• _What needs to be done_: Word-for-word transcription needed. Include every entry below but no pictures.

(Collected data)
"""

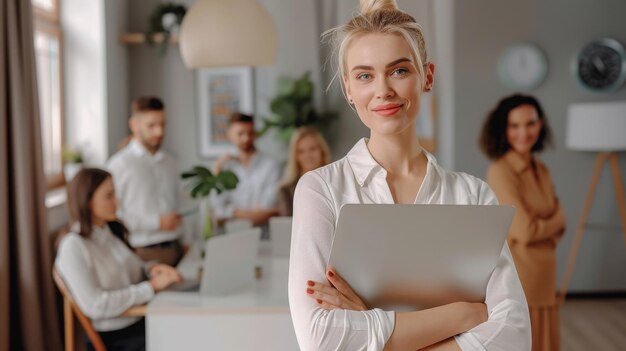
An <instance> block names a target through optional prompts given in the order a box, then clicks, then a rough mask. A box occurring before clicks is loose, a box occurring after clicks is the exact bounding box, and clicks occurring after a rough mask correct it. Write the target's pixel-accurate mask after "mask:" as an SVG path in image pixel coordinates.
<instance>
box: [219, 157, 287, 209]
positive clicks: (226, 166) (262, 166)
mask: <svg viewBox="0 0 626 351" xmlns="http://www.w3.org/2000/svg"><path fill="white" fill-rule="evenodd" d="M223 169H224V170H230V171H233V172H234V173H235V174H236V175H237V178H239V183H237V187H236V188H235V189H233V190H227V191H224V192H222V193H221V194H219V195H218V194H216V193H213V194H212V196H211V203H212V205H213V210H214V211H215V216H216V217H218V218H232V216H233V212H234V211H235V209H241V210H252V209H266V210H267V209H271V208H274V207H276V201H277V196H278V182H279V181H280V172H281V167H280V165H279V164H278V162H276V161H275V160H274V159H273V158H271V157H269V156H266V155H263V154H261V153H258V152H257V153H256V154H255V155H254V156H252V160H251V162H250V166H249V167H246V166H244V165H243V164H242V163H241V162H239V161H236V160H231V161H228V162H226V164H224V167H223Z"/></svg>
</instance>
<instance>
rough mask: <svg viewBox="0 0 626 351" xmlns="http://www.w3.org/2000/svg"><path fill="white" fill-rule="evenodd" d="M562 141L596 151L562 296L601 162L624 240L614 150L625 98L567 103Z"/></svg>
mask: <svg viewBox="0 0 626 351" xmlns="http://www.w3.org/2000/svg"><path fill="white" fill-rule="evenodd" d="M567 118H568V119H567V134H566V145H567V147H568V148H569V149H573V150H579V151H592V152H597V153H598V155H597V157H596V162H595V166H594V168H593V173H592V175H591V181H590V183H589V188H588V190H587V196H586V197H585V203H584V205H583V209H582V212H581V214H580V219H579V220H578V226H577V227H576V234H575V236H574V241H573V242H572V246H571V248H570V252H569V257H568V259H567V266H566V267H565V274H564V275H563V281H562V283H561V288H560V294H559V295H560V296H561V298H564V297H565V295H566V293H567V288H568V286H569V283H570V279H571V277H572V273H573V270H574V264H575V262H576V256H577V254H578V249H579V247H580V243H581V241H582V237H583V234H584V231H585V227H586V224H587V217H588V216H589V211H590V210H591V204H592V202H593V197H594V194H595V191H596V187H597V185H598V181H599V180H600V175H601V174H602V169H603V167H604V164H605V163H607V162H608V163H609V164H610V168H611V173H612V175H613V185H614V187H615V196H616V197H617V206H618V211H619V216H620V221H621V224H622V231H623V233H624V242H625V243H626V198H625V197H624V184H623V183H622V181H623V178H622V175H621V174H620V169H619V162H618V152H620V151H626V102H608V103H584V104H572V105H570V106H569V111H568V116H567Z"/></svg>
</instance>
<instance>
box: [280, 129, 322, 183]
mask: <svg viewBox="0 0 626 351" xmlns="http://www.w3.org/2000/svg"><path fill="white" fill-rule="evenodd" d="M309 136H310V137H314V138H315V140H316V141H317V144H318V145H319V146H320V150H321V151H322V166H324V165H327V164H329V163H330V148H329V147H328V144H327V143H326V140H324V137H323V136H322V134H321V133H320V132H319V131H318V130H317V129H315V128H312V127H300V128H298V129H296V131H295V132H294V133H293V135H292V136H291V140H290V141H289V159H288V160H287V167H286V168H285V174H284V176H283V180H282V182H281V185H282V186H289V185H291V184H295V183H296V182H297V181H298V179H300V177H301V176H302V173H303V170H302V167H301V166H300V165H299V164H298V143H299V142H300V141H301V140H302V139H304V138H306V137H309Z"/></svg>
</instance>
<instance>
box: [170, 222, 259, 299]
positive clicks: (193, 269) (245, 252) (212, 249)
mask: <svg viewBox="0 0 626 351" xmlns="http://www.w3.org/2000/svg"><path fill="white" fill-rule="evenodd" d="M260 240H261V229H260V228H249V229H244V230H240V231H236V232H232V233H227V234H222V235H217V236H214V237H212V238H211V239H209V240H208V241H207V242H206V244H205V247H204V259H202V258H200V257H195V258H192V259H190V260H185V259H186V258H183V261H181V264H184V265H185V267H184V268H185V270H186V271H194V266H195V267H196V268H197V267H198V263H200V262H198V261H200V260H201V267H202V271H201V278H200V281H198V280H197V279H193V278H189V279H185V280H183V281H182V282H181V283H178V284H173V285H172V286H170V287H168V288H167V290H168V291H187V292H198V291H199V292H200V294H204V295H226V294H230V293H234V292H237V291H240V290H243V289H245V288H248V287H250V286H251V285H252V284H253V283H254V280H255V268H256V265H257V263H258V252H259V244H260ZM188 254H192V252H190V253H188ZM196 256H200V255H196ZM179 266H180V264H179ZM179 270H181V271H182V267H179ZM183 275H185V274H183ZM187 275H188V276H189V273H187Z"/></svg>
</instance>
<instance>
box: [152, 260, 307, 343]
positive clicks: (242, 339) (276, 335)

"""

• _Task result_:
An <instance> block names a target through optional prompts given in the order a box, then clicks, then a rough mask. A box occurring before clicks is loose, a box occurring after clicks is the exact bounding box, and clicks occurring after a rough mask correct it. Write the target's pixel-accurate mask after "mask:" as an SVG path in image pixel coordinates.
<instance>
box: [219, 157, 287, 209]
positive clicks: (226, 166) (262, 166)
mask: <svg viewBox="0 0 626 351" xmlns="http://www.w3.org/2000/svg"><path fill="white" fill-rule="evenodd" d="M223 169H224V170H230V171H233V172H234V173H235V174H236V175H237V178H239V183H237V187H236V188H235V189H233V190H227V191H224V192H222V193H221V194H219V195H218V194H216V193H213V194H212V196H211V203H212V205H213V210H214V211H215V216H216V217H218V218H232V216H233V212H234V211H235V209H241V210H252V209H266V210H267V209H271V208H274V207H276V201H277V196H278V182H279V181H280V172H281V167H280V165H279V164H278V162H276V161H275V160H274V159H273V158H271V157H269V156H266V155H263V154H261V153H258V152H257V153H256V154H255V155H254V156H252V160H251V162H250V166H249V167H246V166H244V165H243V164H242V163H241V162H239V161H236V160H231V161H228V162H226V164H224V167H223Z"/></svg>
</instance>
<instance>
rough mask: <svg viewBox="0 0 626 351" xmlns="http://www.w3.org/2000/svg"><path fill="white" fill-rule="evenodd" d="M562 141L596 151L562 296L601 162L624 240L614 150L625 98L567 103Z"/></svg>
mask: <svg viewBox="0 0 626 351" xmlns="http://www.w3.org/2000/svg"><path fill="white" fill-rule="evenodd" d="M567 118H568V119H567V134H566V145H567V147H568V148H569V149H573V150H579V151H592V152H597V153H598V155H597V157H596V162H595V166H594V168H593V173H592V175H591V181H590V183H589V188H588V190H587V196H586V197H585V203H584V205H583V209H582V212H581V214H580V219H579V220H578V226H577V227H576V234H575V236H574V241H573V242H572V246H571V248H570V252H569V257H568V259H567V266H566V267H565V274H564V275H563V281H562V283H561V288H560V294H559V295H560V296H561V298H564V297H565V295H566V293H567V288H568V286H569V283H570V279H571V277H572V273H573V270H574V264H575V262H576V256H577V254H578V249H579V247H580V243H581V241H582V237H583V234H584V231H585V227H586V224H587V217H588V216H589V211H590V210H591V204H592V202H593V197H594V194H595V191H596V187H597V185H598V181H599V180H600V175H601V174H602V169H603V167H604V164H605V163H607V162H608V163H609V164H610V168H611V173H612V175H613V185H614V187H615V196H616V197H617V206H618V211H619V216H620V221H621V224H622V231H623V233H624V242H625V243H626V198H625V197H624V184H623V183H622V181H623V178H622V175H621V174H620V169H619V162H618V152H620V151H626V102H608V103H584V104H572V105H570V106H569V111H568V116H567Z"/></svg>
</instance>
<instance>
box: [280, 129, 322, 183]
mask: <svg viewBox="0 0 626 351" xmlns="http://www.w3.org/2000/svg"><path fill="white" fill-rule="evenodd" d="M309 136H310V137H314V138H315V140H316V141H317V144H318V145H319V146H320V150H321V151H322V166H324V165H327V164H329V163H330V148H329V147H328V144H327V143H326V140H324V137H323V136H322V134H321V133H320V132H319V131H318V130H317V129H315V128H312V127H300V128H298V129H296V131H295V132H294V133H293V135H292V136H291V140H290V141H289V159H288V160H287V167H286V168H285V174H284V176H283V180H282V182H281V185H282V186H289V185H291V184H295V183H296V182H297V181H298V179H300V177H301V176H302V173H303V170H302V167H301V166H300V165H299V164H298V143H299V142H300V141H301V140H302V139H304V138H306V137H309Z"/></svg>
</instance>
<instance>
box: [170, 222, 259, 299]
positive clicks: (193, 269) (245, 252) (212, 249)
mask: <svg viewBox="0 0 626 351" xmlns="http://www.w3.org/2000/svg"><path fill="white" fill-rule="evenodd" d="M260 240H261V229H260V228H249V229H244V230H240V231H236V232H232V233H227V234H222V235H217V236H214V237H212V238H211V239H209V240H208V241H207V242H206V244H205V247H204V259H202V258H200V257H195V258H192V259H190V260H185V259H186V258H183V261H181V264H184V265H185V267H184V268H185V270H186V271H194V266H195V267H196V268H197V267H198V263H200V262H198V261H200V260H201V267H202V271H201V278H200V281H198V280H197V279H193V278H189V279H185V280H183V281H182V282H181V283H178V284H173V285H172V286H170V287H168V288H167V290H168V291H187V292H198V291H199V292H200V294H204V295H226V294H230V293H234V292H237V291H240V290H243V289H245V288H248V287H250V286H251V285H252V284H253V283H254V280H255V268H256V265H257V263H258V252H259V244H260ZM188 254H192V252H190V253H188ZM196 256H200V255H196ZM179 266H180V264H179ZM179 270H181V271H182V267H179ZM183 275H185V274H183ZM187 275H188V276H189V273H187Z"/></svg>
</instance>
<instance>
box: [152, 260, 307, 343]
positive clicks: (242, 339) (276, 335)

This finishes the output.